— start STORED RECORDS —

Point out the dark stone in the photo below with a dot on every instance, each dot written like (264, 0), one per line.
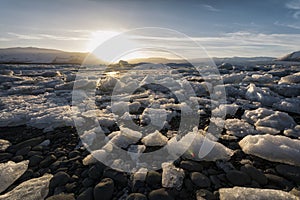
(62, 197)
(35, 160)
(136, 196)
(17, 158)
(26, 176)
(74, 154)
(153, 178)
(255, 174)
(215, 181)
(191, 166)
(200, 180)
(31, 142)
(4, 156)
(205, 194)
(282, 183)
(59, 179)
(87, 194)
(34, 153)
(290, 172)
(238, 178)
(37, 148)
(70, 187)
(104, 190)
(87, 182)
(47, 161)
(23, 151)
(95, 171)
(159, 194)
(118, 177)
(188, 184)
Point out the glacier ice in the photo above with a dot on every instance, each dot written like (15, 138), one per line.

— end STORED RECORDS —
— start STORED RECORDS —

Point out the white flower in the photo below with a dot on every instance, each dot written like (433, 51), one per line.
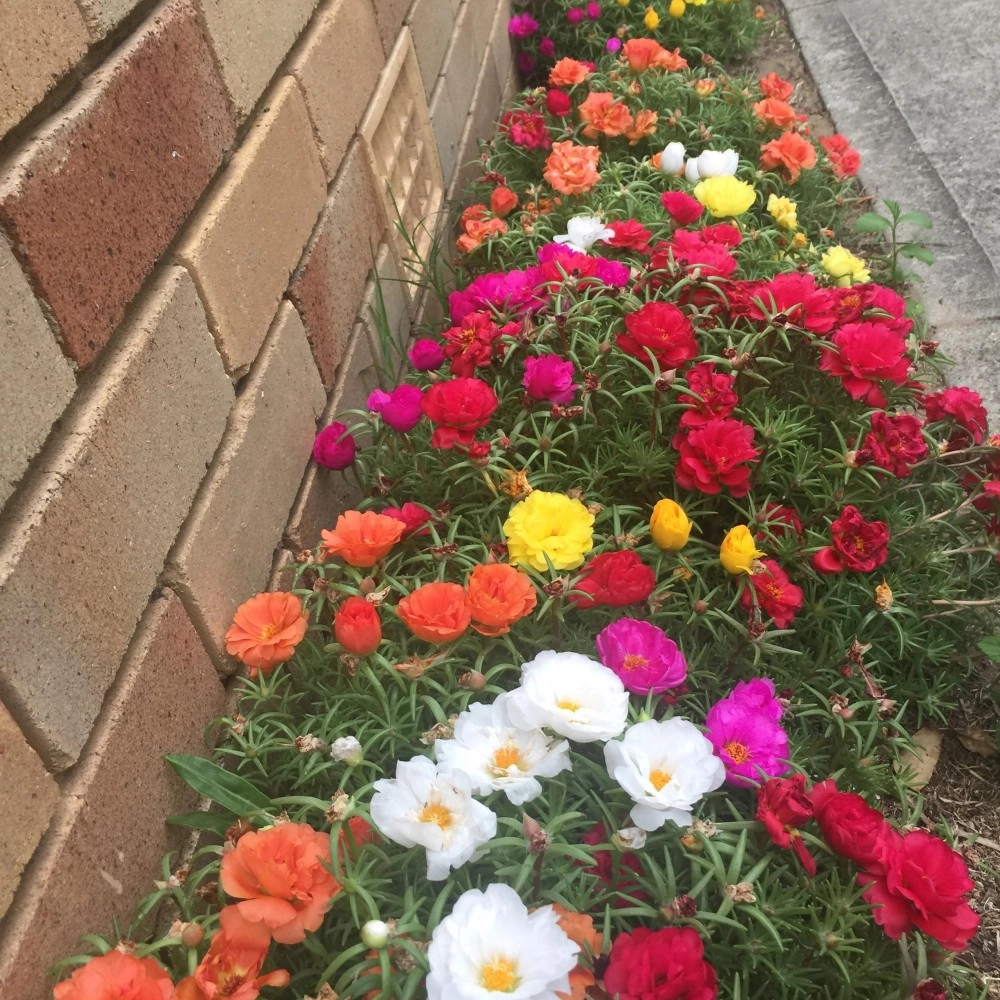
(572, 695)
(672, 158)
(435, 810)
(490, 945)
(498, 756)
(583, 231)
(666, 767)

— end STORED RECORDS —
— start STORED RECORDS —

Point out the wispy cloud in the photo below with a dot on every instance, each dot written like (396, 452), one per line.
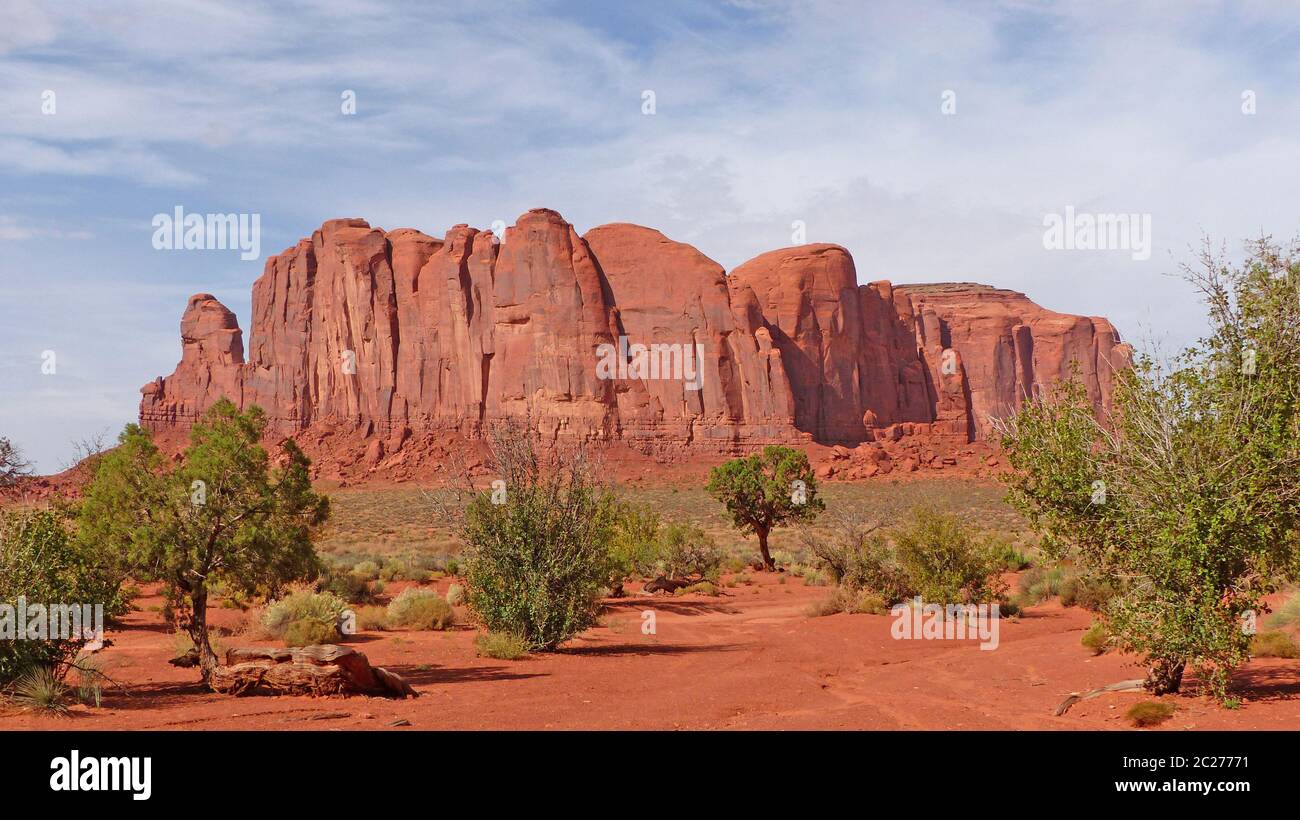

— end STORED RECORDS —

### TASK DIRECTIONS
Set out the lines of the records as a numbered list, from the line containing "Point out the dark" down through the line containing "Point out the glacier", both ends included. Skip blank lines and leave out the pictures.

### FULL OUTPUT
1. Point out the dark stone in the photo below with a dot on every instance, each dot written like (264, 0), one per line.
2. (62, 197)
3. (35, 160)
4. (136, 196)
5. (17, 158)
6. (26, 176)
7. (74, 154)
8. (153, 178)
9. (255, 174)
10. (215, 181)
11. (191, 166)
12. (200, 180)
13. (31, 142)
14. (4, 156)
15. (205, 194)
16. (282, 183)
17. (59, 179)
18. (87, 194)
19. (34, 153)
20. (290, 172)
21. (238, 178)
22. (37, 148)
23. (70, 187)
24. (104, 190)
25. (87, 182)
26. (47, 161)
27. (23, 151)
28. (95, 171)
29. (159, 194)
30. (118, 177)
31. (188, 184)
32. Point out the glacier ice in the photo above with a dot on every instance, each dot written like (15, 138), one per line.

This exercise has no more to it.